» **Task goal**
Starting at the line that contains "woman in the photo above." and continuing through the end of the material below, rewrite those lines as a numbered list and leave out any blank lines.

(Records from a data source)

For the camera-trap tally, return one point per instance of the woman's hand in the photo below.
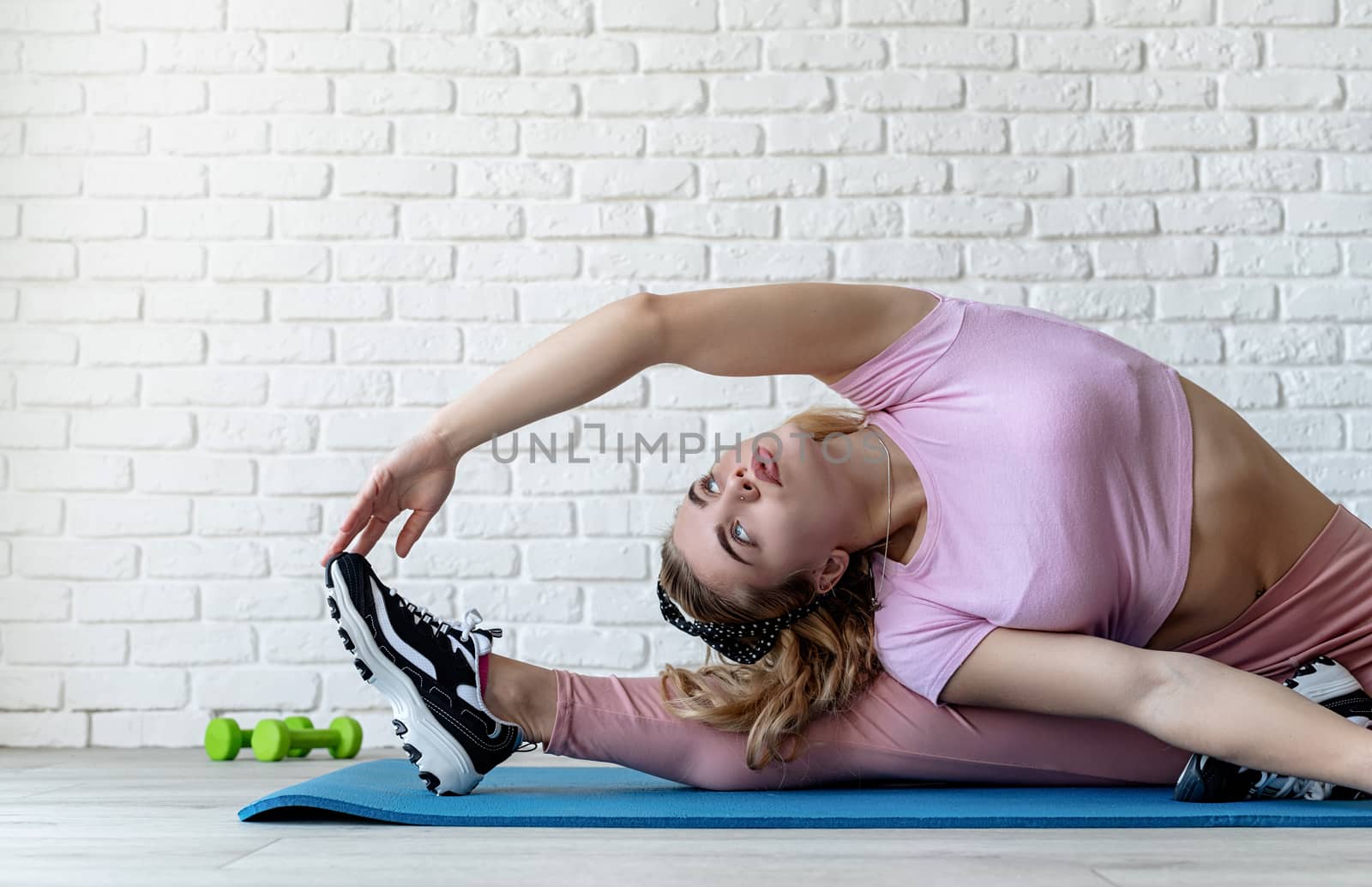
(418, 475)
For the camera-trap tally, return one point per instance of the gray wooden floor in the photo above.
(169, 818)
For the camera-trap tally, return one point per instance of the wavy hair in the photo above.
(818, 667)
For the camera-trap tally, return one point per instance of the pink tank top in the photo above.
(1056, 466)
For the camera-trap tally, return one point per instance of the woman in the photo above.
(1128, 560)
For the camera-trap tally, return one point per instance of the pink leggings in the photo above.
(1321, 606)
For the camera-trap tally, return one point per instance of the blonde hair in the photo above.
(818, 667)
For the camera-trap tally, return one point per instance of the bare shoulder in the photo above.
(902, 309)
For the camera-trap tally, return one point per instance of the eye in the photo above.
(706, 482)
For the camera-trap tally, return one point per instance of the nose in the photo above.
(741, 485)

» **Solved exercise**
1. For the camera-trap tally, return one point per instance of the woman in the photo above.
2. (1128, 560)
3. For the camera-trap tally, return one point per instance of the pink leggings in the photo above.
4. (1321, 606)
5. For the camera-trap tally, return one point per instance of the blonde hair in the photo above.
6. (818, 667)
7. For the camera-trap tally, return one point per instance of the bare shoulder in the photo above.
8. (902, 309)
9. For the camera-trap tally, return one point per instance of the eye in the photo above.
10. (706, 482)
11. For the camera-trap tally, return one point per instance of the nose in the photo above.
12. (741, 485)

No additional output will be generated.